**Written instruction 1:**
In the comments on bargaining, how much did asking save the commenter who bought all the clearance down comforters?

Hmmm, I love saving money but man am I a wimpy bargainer!! I'll go out on a limb and try it but I'm not sure where.

Along with Matt H - I would like to understand how this would work @ Target. Or IKEA. Or any large chain where it seems like the prices are very standard, and where there isn't exactly a pile of inventory sitting around.

Please elaborate in another post. :)

Like some of the other people who commented, I'm not sure how this phrase will work at Wal Mart but I really like this phrase and see how powerful and useful it can be.

I think another good use for this phrase would be for one to ask themselves that in every situation. It would certainly be a good self-improvement technique!

Man, that has been my favorite phrase for at least a year now. Word for word it is amazing to use. I've cut phone bills, cable bills, buying used appliance within the last couple months with it.

Great job!

I tried it yesterday when we needed a stove from an appliance store, but the salesman said he couldn't do anything. Not even include a $20 hose that we needed for free. The stove was already discounted but it would have been nice to feel like I was in control.

From a retailer's perspective, if after I have spent 15 minutes or more helping an indecisive customer finally make a choice and he then comes out with a phrase like that, well, God bless him, I might ask him to leave! I'm sure it's worth a try anyway though.

As a member of the corporate retail world, I don't think this phrase would fly in any stores where prices are mandated by a group of VP's who are operating off of a corporate business plan. To walk into a multi-billion dollar store (ie: wal-mart) and try to haggle down the price of a TV would seem a waste of time considering it is a corporate price strategy that has a specific life-span tied to the retail price. This phrase seems best suited for an environment where competition determines the price structure. It works in an environment where the gatekeeper is given freedom to work with a range of prices (ie: mattress suppliers, cell phones, cable companies, auto dealerships, and hotels). The strategic goal of "is that the best you can do?" is to put the other party on notice that you are willing to walk away if they can't lower the price. This type of interaction makes no difference to the salesperson at Best Buy or Wal-Mart...but makes a lot of difference to hotels and auto dealerships who are fighting for market share and customer satisfaction.

I had this work at a large national retailer once. They had put a large number of down comforters on clearance and I asked if they'd do anything for me if I bought all of them. The manager did mark them down 15% more and I sold them all on eBay for a decent profit. I guess the moral of the story is you never know. I was going to buy them anyway, and asking saved me close to $600.

Everything is negotiable. Don't let anyone kid you it is not. In retail you have close outs or over stocks. They want to get rid of them so why not ask. The days of asking for a better price are here.

To everyone saying it won't work at Ikea, Target, Walmart, etc. please just let me say I've done it.

Ikea has an open item section for things that have been returned and old floor models. I've gotten them to knock down the price on these and give discounts when buying multiple items.

Target has clearance items and will frequently sell the last display unit when things go on clearance.

Walmart has been known to have damaged merchandise from time to time and is usually flexible when merchandise is near to expiring.

Places like Best Buy will discount a TV if you buy a service plan, online retailers will give discounts and toss in free shipping if you're buying the last item in stock and it they discover it's been damaged, and lots of times big ticket items can be heavily negotiated when you're making a cash offer.

**Written instruction 2:**
Copy the rows verbatim, starting at the line that contains "529, row 939." and ending at the line that contains "column 1126, row 672", with both of those lines included.

**Information shown:**
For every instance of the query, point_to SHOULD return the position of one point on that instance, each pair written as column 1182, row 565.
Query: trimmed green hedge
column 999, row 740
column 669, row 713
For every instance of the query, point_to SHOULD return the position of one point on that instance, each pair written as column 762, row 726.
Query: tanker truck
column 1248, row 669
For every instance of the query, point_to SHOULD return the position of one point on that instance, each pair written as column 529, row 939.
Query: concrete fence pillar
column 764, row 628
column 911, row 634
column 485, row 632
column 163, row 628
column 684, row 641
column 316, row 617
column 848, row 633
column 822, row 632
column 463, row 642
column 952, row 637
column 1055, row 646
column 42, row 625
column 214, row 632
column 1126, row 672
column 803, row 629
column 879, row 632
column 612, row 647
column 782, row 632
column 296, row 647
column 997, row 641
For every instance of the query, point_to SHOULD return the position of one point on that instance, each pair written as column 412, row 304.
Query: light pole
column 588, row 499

**Final answer 1:**
Close to $600.

**Final answer 2:**
For every instance of the query, point_to SHOULD return the position of one point on that instance, each pair written as column 529, row 939.
Query: concrete fence pillar
column 764, row 628
column 911, row 634
column 485, row 632
column 163, row 628
column 684, row 641
column 316, row 617
column 848, row 633
column 822, row 632
column 463, row 642
column 952, row 637
column 1055, row 646
column 42, row 625
column 214, row 632
column 1126, row 672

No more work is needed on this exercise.